WHAT IS REQUIRED: Recast the listing from its first line through the line containing "pixel 182 166", inclusive, as a JSON list of strings, one string per line. Omit blank lines and leave out the pictures.

RECORDS FOR THIS EXERCISE:
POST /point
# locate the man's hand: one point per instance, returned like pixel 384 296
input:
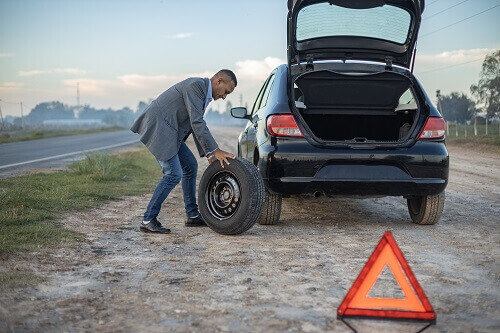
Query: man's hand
pixel 220 155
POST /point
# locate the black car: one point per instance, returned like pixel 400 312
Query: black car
pixel 346 115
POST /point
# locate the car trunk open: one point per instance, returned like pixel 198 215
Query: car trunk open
pixel 356 107
pixel 371 30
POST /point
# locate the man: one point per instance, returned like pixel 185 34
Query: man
pixel 164 127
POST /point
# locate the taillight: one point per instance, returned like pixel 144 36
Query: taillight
pixel 283 125
pixel 434 128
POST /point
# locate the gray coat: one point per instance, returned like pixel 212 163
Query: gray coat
pixel 175 114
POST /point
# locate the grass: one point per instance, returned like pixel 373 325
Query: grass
pixel 25 135
pixel 11 280
pixel 464 135
pixel 31 203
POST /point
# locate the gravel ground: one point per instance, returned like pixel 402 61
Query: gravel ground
pixel 287 277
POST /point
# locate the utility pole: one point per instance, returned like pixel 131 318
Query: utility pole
pixel 486 118
pixel 22 116
pixel 1 116
pixel 78 94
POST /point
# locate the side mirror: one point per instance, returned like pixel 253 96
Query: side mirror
pixel 240 112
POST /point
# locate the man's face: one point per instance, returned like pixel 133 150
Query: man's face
pixel 222 88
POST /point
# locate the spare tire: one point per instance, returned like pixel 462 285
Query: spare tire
pixel 230 199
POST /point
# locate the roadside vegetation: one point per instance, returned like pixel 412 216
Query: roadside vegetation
pixel 475 122
pixel 25 135
pixel 31 203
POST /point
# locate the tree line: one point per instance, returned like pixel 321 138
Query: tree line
pixel 458 107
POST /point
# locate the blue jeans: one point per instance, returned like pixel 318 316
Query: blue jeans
pixel 182 166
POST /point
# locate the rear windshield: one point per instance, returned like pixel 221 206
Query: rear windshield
pixel 324 20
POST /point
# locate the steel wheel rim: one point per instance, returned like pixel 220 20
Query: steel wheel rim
pixel 223 195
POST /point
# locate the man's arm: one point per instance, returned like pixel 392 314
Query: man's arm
pixel 194 98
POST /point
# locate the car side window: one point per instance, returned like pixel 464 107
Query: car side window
pixel 265 96
pixel 259 96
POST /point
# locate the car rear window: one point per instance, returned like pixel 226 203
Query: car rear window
pixel 324 20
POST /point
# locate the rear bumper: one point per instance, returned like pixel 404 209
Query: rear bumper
pixel 295 167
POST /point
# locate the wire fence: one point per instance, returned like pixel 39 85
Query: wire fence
pixel 454 129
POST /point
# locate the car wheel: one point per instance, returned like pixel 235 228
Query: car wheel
pixel 272 209
pixel 231 198
pixel 426 209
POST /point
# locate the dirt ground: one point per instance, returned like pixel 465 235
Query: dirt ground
pixel 288 277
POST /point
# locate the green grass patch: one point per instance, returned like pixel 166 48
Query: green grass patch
pixel 31 203
pixel 25 135
pixel 11 280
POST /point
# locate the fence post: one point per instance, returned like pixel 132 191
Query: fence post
pixel 486 123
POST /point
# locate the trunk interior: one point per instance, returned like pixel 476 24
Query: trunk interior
pixel 356 107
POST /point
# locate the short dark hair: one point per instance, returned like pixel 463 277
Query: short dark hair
pixel 229 74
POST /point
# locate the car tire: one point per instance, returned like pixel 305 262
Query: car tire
pixel 426 209
pixel 272 209
pixel 231 198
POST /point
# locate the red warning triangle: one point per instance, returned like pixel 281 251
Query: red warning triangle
pixel 414 305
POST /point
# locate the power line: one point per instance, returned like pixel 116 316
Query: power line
pixel 446 67
pixel 432 3
pixel 484 11
pixel 444 10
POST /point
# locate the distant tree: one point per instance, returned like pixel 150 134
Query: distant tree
pixel 49 111
pixel 487 90
pixel 456 107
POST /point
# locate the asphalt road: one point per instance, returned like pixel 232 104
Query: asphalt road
pixel 56 153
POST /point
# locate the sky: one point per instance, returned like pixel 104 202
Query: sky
pixel 121 52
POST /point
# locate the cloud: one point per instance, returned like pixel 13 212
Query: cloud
pixel 70 71
pixel 453 57
pixel 73 71
pixel 180 35
pixel 32 72
pixel 8 85
pixel 256 70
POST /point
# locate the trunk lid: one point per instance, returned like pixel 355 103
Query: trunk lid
pixel 371 30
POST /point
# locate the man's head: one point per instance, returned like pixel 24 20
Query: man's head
pixel 223 83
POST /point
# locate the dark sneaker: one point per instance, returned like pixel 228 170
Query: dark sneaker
pixel 154 226
pixel 195 222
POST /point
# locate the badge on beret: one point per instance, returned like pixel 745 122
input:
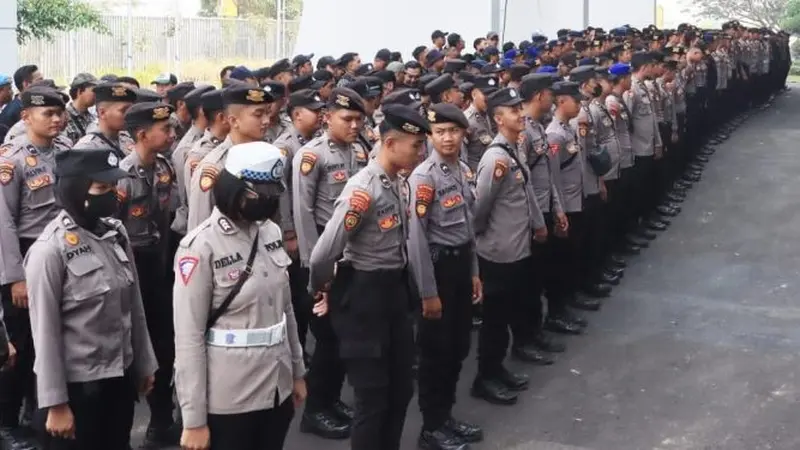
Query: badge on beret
pixel 342 101
pixel 208 177
pixel 186 266
pixel 6 173
pixel 119 91
pixel 255 95
pixel 360 200
pixel 71 238
pixel 500 169
pixel 39 182
pixel 307 162
pixel 160 113
pixel 351 220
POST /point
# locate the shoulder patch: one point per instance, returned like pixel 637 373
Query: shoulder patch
pixel 6 173
pixel 500 169
pixel 360 200
pixel 307 162
pixel 208 178
pixel 186 266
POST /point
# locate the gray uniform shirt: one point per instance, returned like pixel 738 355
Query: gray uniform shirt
pixel 289 143
pixel 225 380
pixel 534 154
pixel 320 171
pixel 587 140
pixel 479 136
pixel 145 201
pixel 27 200
pixel 444 194
pixel 369 226
pixel 622 124
pixel 645 136
pixel 505 208
pixel 565 149
pixel 87 317
pixel 201 196
pixel 606 135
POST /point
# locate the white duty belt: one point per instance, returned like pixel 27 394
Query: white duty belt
pixel 256 337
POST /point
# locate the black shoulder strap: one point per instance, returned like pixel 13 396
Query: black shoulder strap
pixel 513 156
pixel 248 270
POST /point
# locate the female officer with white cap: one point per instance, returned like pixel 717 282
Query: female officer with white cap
pixel 239 363
pixel 87 319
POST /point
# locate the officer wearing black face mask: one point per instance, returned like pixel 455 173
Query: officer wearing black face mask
pixel 239 363
pixel 89 331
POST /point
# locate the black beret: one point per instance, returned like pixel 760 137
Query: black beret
pixel 322 75
pixel 346 98
pixel 212 100
pixel 179 91
pixel 364 69
pixel 441 84
pixel 194 97
pixel 486 83
pixel 408 97
pixel 279 67
pixel 114 92
pixel 42 96
pixel 447 113
pixel 386 76
pixel 306 98
pixel 405 119
pixel 517 71
pixel 582 74
pixel 533 83
pixel 146 95
pixel 504 97
pixel 454 65
pixel 569 88
pixel 367 87
pixel 246 95
pixel 274 88
pixel 96 164
pixel 144 114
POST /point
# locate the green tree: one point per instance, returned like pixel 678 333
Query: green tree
pixel 756 13
pixel 791 20
pixel 39 19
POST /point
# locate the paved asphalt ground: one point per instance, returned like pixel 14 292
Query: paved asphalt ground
pixel 697 349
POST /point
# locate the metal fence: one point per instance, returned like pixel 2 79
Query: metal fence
pixel 167 42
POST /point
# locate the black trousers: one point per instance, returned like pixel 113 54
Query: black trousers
pixel 103 412
pixel 506 289
pixel 444 343
pixel 370 315
pixel 256 430
pixel 325 377
pixel 18 382
pixel 153 284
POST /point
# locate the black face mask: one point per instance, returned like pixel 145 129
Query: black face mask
pixel 261 208
pixel 97 206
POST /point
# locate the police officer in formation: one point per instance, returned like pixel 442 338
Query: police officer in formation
pixel 388 200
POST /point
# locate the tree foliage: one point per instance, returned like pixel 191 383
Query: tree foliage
pixel 256 8
pixel 40 19
pixel 756 13
pixel 791 20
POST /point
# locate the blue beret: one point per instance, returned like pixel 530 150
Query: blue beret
pixel 620 69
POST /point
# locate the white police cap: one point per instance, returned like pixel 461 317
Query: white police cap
pixel 257 162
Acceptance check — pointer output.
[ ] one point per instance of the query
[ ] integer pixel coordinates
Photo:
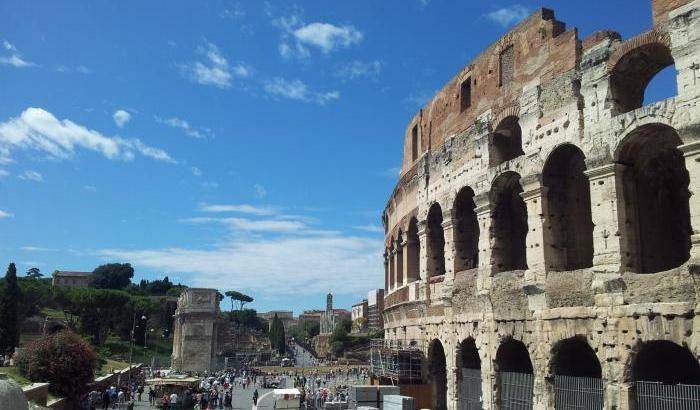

TASK SOLUTION:
[
  "POST /point",
  "# locate the man's hand: one point per instance, returned like pixel 384 296",
  "input:",
  "Query: man's hand",
  "pixel 220 155",
  "POST /point",
  "# locate the black car: one point per instance, returned like pixel 400 312",
  "Query: black car",
  "pixel 346 115",
  "POST /point",
  "# locate the car trunk open: one point per instance, returned like pixel 198 215",
  "Query: car trunk open",
  "pixel 356 107",
  "pixel 371 30",
  "POST /point",
  "# locate the man: one point per instance, returned like pixel 185 34",
  "Query: man",
  "pixel 164 127",
  "POST /point",
  "# locate the taillight: one point per instance, returned like pixel 144 36",
  "Query: taillight",
  "pixel 283 125",
  "pixel 434 128",
  "POST /point",
  "# locate the gray coat: one point per instance, returned like pixel 212 163",
  "Query: gray coat",
  "pixel 175 114",
  "POST /point",
  "# locate the grass: one point per instance, returned like pixel 373 325",
  "Query: grass",
  "pixel 25 135",
  "pixel 11 280",
  "pixel 464 135",
  "pixel 31 203",
  "POST /point",
  "# locate the gravel ground: one point per instance, returned like pixel 402 61",
  "Query: gravel ground",
  "pixel 287 277",
  "POST /point",
  "# locate the utility pole: one point per instance, returned like pixel 131 318",
  "Query: utility pole",
  "pixel 486 118",
  "pixel 22 116",
  "pixel 1 116",
  "pixel 78 94",
  "POST /point",
  "# locate the side mirror: one point per instance, returned like pixel 253 96",
  "Query: side mirror",
  "pixel 240 112",
  "POST /point",
  "# locate the man's face: one point per instance, returned like pixel 133 150",
  "Query: man's face",
  "pixel 222 88",
  "POST /point",
  "# locate the spare tire: one point per instance, returned like pixel 462 285",
  "Query: spare tire",
  "pixel 230 199",
  "POST /point",
  "# locate the roadside vegetation: one point per instance, returned like pixel 412 216",
  "Query: roadside vegetation",
  "pixel 475 122",
  "pixel 25 135",
  "pixel 31 203",
  "POST /point",
  "# locate the tree line: one point per instance, returned like pixel 321 138",
  "Query: tree line",
  "pixel 458 107",
  "POST /point",
  "# locate the blue jeans: one point per instance, returned like pixel 318 316",
  "Query: blue jeans",
  "pixel 182 166"
]